Task directions
Convert the material below into a Markdown table with the columns Number and Text. Begin with the line containing "Find the canal;" and end with the material's final line, numbering each line and leaving out blank lines.
-- Stored rows start --
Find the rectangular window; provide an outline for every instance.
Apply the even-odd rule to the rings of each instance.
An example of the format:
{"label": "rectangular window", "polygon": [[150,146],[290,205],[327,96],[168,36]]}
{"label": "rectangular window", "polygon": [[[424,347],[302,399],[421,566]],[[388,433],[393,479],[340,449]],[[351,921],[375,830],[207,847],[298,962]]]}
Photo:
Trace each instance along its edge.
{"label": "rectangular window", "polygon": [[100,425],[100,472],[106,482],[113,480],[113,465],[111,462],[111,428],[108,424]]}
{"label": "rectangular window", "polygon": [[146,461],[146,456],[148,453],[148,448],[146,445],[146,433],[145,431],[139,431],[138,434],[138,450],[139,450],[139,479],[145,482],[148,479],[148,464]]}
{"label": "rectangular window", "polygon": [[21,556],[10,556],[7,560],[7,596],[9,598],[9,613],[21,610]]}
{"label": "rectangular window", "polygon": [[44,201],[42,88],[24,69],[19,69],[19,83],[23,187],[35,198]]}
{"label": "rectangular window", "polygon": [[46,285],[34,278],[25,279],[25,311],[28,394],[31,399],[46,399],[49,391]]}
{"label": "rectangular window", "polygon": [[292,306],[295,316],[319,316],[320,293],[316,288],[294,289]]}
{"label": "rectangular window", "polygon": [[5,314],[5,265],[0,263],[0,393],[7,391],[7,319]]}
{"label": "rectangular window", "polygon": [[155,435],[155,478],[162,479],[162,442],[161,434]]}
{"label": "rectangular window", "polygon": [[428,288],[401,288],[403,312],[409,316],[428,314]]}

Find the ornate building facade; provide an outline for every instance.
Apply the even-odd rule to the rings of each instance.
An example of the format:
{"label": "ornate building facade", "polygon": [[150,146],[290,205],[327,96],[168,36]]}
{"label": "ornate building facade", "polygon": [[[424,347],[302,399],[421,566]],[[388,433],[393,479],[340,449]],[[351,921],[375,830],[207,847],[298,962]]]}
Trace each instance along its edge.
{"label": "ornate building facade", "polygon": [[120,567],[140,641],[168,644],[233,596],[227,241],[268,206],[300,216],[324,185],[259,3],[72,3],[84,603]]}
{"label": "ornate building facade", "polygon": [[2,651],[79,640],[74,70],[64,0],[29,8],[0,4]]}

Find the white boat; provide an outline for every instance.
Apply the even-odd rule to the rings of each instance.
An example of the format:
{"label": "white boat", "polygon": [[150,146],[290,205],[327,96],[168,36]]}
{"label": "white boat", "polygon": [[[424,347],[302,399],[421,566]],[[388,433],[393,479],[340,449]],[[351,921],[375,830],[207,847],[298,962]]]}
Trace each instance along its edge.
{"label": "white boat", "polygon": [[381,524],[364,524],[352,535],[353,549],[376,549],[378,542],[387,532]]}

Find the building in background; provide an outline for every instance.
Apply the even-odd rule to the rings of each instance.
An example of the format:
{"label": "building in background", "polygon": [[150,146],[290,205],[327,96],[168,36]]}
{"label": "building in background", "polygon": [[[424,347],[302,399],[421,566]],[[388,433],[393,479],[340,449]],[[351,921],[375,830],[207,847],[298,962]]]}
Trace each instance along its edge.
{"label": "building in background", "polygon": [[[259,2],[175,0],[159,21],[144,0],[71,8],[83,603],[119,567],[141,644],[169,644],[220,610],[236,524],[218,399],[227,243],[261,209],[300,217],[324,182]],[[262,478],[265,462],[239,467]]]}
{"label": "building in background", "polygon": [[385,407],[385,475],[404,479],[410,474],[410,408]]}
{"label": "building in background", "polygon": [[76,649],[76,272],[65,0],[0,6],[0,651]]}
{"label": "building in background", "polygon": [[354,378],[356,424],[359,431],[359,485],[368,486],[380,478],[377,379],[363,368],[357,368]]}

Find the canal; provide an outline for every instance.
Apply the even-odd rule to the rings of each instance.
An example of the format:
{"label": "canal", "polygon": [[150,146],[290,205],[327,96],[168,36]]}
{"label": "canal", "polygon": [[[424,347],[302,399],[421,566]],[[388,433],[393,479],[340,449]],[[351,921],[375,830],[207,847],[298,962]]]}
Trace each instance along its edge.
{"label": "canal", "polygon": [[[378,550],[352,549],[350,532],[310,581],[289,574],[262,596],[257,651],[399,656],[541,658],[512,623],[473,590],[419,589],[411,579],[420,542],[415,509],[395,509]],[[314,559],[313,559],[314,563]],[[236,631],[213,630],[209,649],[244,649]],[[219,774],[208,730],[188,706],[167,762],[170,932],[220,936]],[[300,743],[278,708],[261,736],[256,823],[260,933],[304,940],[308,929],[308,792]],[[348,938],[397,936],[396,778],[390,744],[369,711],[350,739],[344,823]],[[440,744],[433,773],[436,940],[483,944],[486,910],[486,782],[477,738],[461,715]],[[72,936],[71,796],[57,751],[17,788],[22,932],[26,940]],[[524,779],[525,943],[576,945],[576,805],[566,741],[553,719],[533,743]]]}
-- Stored rows end --
Exercise solution
| Number | Text |
|---|---|
| 1 | Find the canal; provide an outline for every instance. |
| 2 | Apply the even-odd rule to the rings of each instance. |
| 3 | An example of the format: |
| 4 | {"label": "canal", "polygon": [[150,146],[290,205],[327,96],[168,36]]} |
| 5 | {"label": "canal", "polygon": [[[424,347],[302,399],[421,566]],[[388,433],[393,479],[340,449]],[[351,921],[375,830],[207,847],[298,962]]]} |
| 6 | Trace each instance along its edge. |
| 7 | {"label": "canal", "polygon": [[[378,550],[352,549],[350,532],[310,581],[289,574],[262,596],[257,651],[399,656],[541,658],[512,623],[473,590],[419,589],[411,579],[420,542],[415,509],[395,509]],[[314,559],[313,559],[314,563]],[[236,631],[213,630],[209,649],[244,649]],[[219,774],[208,730],[188,706],[167,762],[170,932],[220,936]],[[300,743],[278,708],[261,736],[256,823],[260,933],[304,940],[308,929],[308,792]],[[348,938],[397,936],[396,778],[390,744],[369,711],[350,739],[344,823]],[[440,744],[433,773],[436,940],[483,944],[486,910],[486,782],[477,738],[461,715]],[[72,936],[71,796],[57,751],[17,788],[22,932],[26,940]],[[524,779],[525,943],[576,945],[576,805],[566,741],[553,719],[533,743]]]} |